Re: [PATCH 0/6] Memory Mapping (VMA) protection using PKU - set 1

18 May 2023


      Hello Dave,
Thanks for your email.
On Thu, May 18, 2023 at 8:38 AM Dave Hansen dave.hansen@intel.com wrote:
...
On 5/17/23 16:48, Jeff Xu wrote:
...
However, there are a few challenges I have not yet worked through.
First, the code needs to track when the first signaling entry occurs
(saving the PKRU register to the thread struct) and when it is last
returned (restoring the PKRU register from the thread struct).
Would tracking signal "depth" work in the face of things like siglongjmp?
Thank you for your question! I am eager to learn more about this area
and I worry about blind spots. I will investigate and get back to you.
...
Taking a step back...
Here's my concern about this whole thing: it's headed down a rabbit hole
which is *highly* specialized both in the apps that will use it and the
attacks it will mitigate.  It probably *requires* turning off a bunch of
syscalls (like io_uring) that folks kinda like in general.

* * * * * * * * *

- GIVEN INSTRUCTION -
Copy the PKU thread word for word from "On Thu, May" to "back to you.". Rely only on the PKU thread for your answers.

- Dataset records on object locations -
* * * * * * * * *

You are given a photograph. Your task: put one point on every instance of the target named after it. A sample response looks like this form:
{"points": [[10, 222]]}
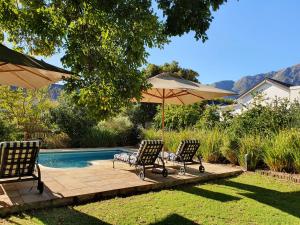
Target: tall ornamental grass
{"points": [[230, 148], [252, 146], [211, 142], [282, 151]]}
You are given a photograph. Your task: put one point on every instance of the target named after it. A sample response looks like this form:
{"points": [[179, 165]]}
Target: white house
{"points": [[269, 89]]}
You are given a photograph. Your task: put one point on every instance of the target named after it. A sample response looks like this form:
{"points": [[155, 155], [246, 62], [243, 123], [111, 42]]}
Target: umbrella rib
{"points": [[151, 95], [159, 93], [2, 64], [181, 93], [35, 73], [6, 71], [177, 97], [195, 95], [24, 81]]}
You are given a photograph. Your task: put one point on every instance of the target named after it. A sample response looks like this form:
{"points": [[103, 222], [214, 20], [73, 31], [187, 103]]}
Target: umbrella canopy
{"points": [[167, 89], [170, 90], [17, 69]]}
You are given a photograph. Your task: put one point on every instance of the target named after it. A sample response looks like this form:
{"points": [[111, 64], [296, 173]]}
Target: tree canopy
{"points": [[104, 42], [174, 68]]}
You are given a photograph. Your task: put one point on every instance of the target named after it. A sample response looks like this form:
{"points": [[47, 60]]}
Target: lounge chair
{"points": [[18, 161], [185, 153], [147, 155]]}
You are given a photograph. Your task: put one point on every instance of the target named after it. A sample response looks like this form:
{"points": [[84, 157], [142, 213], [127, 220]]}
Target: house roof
{"points": [[280, 83]]}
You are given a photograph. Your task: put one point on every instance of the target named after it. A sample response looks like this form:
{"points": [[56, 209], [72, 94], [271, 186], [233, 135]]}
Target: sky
{"points": [[246, 37]]}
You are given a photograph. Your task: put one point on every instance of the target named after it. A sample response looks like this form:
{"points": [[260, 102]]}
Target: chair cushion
{"points": [[125, 157]]}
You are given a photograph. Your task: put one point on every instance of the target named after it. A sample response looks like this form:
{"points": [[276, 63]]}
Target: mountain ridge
{"points": [[290, 75]]}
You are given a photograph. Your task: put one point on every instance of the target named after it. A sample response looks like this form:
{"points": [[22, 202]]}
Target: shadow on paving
{"points": [[63, 216], [175, 219], [288, 202]]}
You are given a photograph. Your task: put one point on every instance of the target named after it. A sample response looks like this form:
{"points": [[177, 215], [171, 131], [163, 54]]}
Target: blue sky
{"points": [[245, 38]]}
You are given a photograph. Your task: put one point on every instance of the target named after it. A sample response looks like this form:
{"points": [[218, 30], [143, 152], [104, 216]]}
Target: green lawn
{"points": [[247, 199]]}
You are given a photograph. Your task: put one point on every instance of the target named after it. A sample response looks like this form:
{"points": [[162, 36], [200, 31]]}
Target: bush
{"points": [[211, 142], [230, 148], [253, 146], [178, 117], [60, 140], [282, 150], [210, 118]]}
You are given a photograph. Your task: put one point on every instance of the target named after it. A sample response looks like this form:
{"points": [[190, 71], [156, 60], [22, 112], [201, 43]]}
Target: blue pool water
{"points": [[74, 159]]}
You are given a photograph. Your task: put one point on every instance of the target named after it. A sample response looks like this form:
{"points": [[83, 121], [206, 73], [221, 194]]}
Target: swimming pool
{"points": [[73, 159]]}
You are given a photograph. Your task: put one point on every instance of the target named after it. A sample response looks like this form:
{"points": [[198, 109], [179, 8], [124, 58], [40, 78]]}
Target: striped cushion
{"points": [[126, 156], [149, 151], [187, 150], [18, 158]]}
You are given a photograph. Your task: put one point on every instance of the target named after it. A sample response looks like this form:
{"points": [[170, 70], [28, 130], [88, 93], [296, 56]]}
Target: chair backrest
{"points": [[18, 158], [148, 152], [187, 149]]}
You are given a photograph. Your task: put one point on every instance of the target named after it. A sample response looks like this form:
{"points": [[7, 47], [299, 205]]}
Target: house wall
{"points": [[268, 90], [295, 93]]}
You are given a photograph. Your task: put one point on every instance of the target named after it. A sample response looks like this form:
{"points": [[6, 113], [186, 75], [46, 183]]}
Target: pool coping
{"points": [[126, 148]]}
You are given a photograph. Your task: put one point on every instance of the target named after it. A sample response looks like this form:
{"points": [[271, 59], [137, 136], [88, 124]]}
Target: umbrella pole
{"points": [[163, 122]]}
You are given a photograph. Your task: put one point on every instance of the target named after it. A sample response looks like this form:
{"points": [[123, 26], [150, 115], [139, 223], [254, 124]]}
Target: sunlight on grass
{"points": [[247, 199]]}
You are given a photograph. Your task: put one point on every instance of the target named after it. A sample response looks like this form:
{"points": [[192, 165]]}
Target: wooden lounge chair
{"points": [[185, 153], [18, 161], [147, 155]]}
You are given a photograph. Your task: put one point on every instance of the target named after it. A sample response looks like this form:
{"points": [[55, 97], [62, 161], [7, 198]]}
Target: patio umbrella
{"points": [[17, 69], [167, 89]]}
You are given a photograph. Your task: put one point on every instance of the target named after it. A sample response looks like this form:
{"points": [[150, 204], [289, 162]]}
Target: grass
{"points": [[247, 199]]}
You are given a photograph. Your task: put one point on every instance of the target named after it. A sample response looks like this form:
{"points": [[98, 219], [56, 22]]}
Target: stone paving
{"points": [[99, 181]]}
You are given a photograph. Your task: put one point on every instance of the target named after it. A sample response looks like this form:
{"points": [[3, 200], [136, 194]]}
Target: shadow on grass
{"points": [[288, 202], [63, 216], [174, 219], [218, 196]]}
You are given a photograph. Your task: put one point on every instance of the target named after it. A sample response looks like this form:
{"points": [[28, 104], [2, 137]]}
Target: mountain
{"points": [[55, 90], [290, 75]]}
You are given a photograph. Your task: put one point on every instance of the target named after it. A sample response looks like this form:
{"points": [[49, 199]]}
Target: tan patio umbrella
{"points": [[167, 89], [17, 69]]}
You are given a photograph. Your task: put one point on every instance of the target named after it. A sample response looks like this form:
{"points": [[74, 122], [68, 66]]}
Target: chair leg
{"points": [[40, 186]]}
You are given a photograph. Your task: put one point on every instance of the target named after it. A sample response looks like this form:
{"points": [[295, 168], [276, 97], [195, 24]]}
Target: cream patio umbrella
{"points": [[17, 69], [167, 89]]}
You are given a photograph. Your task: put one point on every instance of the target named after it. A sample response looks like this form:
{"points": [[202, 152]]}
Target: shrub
{"points": [[210, 118], [60, 140], [280, 151], [230, 148], [178, 117], [253, 146], [211, 142]]}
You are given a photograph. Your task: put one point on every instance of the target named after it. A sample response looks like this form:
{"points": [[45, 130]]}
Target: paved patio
{"points": [[99, 181]]}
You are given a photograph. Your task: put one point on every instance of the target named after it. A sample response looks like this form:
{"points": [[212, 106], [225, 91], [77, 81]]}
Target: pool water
{"points": [[74, 158]]}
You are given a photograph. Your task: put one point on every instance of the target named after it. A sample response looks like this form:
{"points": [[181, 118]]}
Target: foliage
{"points": [[27, 110], [57, 140], [265, 119], [71, 119], [173, 68], [141, 113], [253, 147], [282, 150], [210, 118], [230, 148], [103, 44], [178, 116], [211, 142]]}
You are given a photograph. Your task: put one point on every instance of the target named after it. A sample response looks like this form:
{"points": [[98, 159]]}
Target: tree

* * * * * * * * *

- EXERCISE RESPONSE -
On Thu, May 18, 2023 at 8:38 AM Dave Hansen dave.hansen@intel.com wrote:
...
On 5/17/23 16:48, Jeff Xu wrote:
...
However, there are a few challenges I have not yet worked through.
First, the code needs to track when the first signaling entry occurs
(saving the PKRU register to the thread struct) and when it is last
returned (restoring the PKRU register from the thread struct).
Would tracking signal "depth" work in the face of things like siglongjmp?
Thank you for your question! I am eager to learn more about this area
and I worry about blind spots. I will investigate and get back to you.